_REQUIREMENT_: Your reply should hold only the lines from the records below where "baseboard" occurs.

_EXTRACTED MATERIAL_:
######

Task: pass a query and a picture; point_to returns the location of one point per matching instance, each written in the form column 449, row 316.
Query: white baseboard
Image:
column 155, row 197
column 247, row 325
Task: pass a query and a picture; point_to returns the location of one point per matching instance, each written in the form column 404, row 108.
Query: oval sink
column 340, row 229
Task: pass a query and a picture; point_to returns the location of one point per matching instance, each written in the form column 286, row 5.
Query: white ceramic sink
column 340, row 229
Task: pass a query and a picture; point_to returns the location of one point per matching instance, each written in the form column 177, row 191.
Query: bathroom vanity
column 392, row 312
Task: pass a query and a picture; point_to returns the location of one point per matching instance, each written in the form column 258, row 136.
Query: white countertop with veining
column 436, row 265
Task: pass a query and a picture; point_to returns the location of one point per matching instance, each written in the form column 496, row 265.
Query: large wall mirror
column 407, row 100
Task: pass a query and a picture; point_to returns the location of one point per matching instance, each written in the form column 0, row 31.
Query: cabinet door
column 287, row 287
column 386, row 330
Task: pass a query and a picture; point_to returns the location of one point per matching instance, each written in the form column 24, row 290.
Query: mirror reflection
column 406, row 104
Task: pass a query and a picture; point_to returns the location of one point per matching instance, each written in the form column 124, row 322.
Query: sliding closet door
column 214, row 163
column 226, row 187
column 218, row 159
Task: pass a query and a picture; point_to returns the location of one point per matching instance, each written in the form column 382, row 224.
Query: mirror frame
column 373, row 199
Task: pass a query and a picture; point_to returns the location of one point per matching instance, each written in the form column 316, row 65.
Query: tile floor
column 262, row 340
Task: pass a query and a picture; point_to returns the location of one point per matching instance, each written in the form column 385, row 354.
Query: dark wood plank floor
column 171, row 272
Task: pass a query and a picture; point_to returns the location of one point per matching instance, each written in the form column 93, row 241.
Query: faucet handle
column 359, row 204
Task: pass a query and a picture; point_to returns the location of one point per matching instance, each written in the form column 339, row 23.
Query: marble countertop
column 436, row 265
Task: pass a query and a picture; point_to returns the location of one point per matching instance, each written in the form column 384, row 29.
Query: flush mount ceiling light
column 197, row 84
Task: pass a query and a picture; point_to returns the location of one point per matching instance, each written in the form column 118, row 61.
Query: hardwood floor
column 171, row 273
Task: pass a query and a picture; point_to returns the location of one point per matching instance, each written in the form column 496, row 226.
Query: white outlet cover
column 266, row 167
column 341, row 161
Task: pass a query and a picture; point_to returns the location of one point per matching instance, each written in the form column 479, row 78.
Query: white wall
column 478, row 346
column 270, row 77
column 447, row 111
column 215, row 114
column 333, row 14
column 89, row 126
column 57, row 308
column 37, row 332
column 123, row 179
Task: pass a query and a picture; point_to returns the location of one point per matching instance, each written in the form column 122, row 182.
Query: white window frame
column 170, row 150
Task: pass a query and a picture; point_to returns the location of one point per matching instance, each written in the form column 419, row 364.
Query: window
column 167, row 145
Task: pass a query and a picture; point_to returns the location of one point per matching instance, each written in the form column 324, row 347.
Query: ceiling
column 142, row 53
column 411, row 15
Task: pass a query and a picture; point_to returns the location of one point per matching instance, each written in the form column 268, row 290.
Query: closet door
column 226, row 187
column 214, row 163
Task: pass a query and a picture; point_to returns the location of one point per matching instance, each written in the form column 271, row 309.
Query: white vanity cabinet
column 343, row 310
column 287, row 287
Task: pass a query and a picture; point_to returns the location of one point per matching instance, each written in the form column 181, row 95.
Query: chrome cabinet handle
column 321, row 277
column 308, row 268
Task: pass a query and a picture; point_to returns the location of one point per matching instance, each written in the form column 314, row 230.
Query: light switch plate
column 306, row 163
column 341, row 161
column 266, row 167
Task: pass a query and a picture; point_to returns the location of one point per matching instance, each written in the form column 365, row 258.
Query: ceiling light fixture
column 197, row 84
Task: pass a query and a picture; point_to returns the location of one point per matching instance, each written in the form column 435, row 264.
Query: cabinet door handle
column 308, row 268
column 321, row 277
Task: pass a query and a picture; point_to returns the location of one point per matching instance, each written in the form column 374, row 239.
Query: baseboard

######

_SOLUTION TO THE EXERCISE_:
Query: white baseboard
Query: baseboard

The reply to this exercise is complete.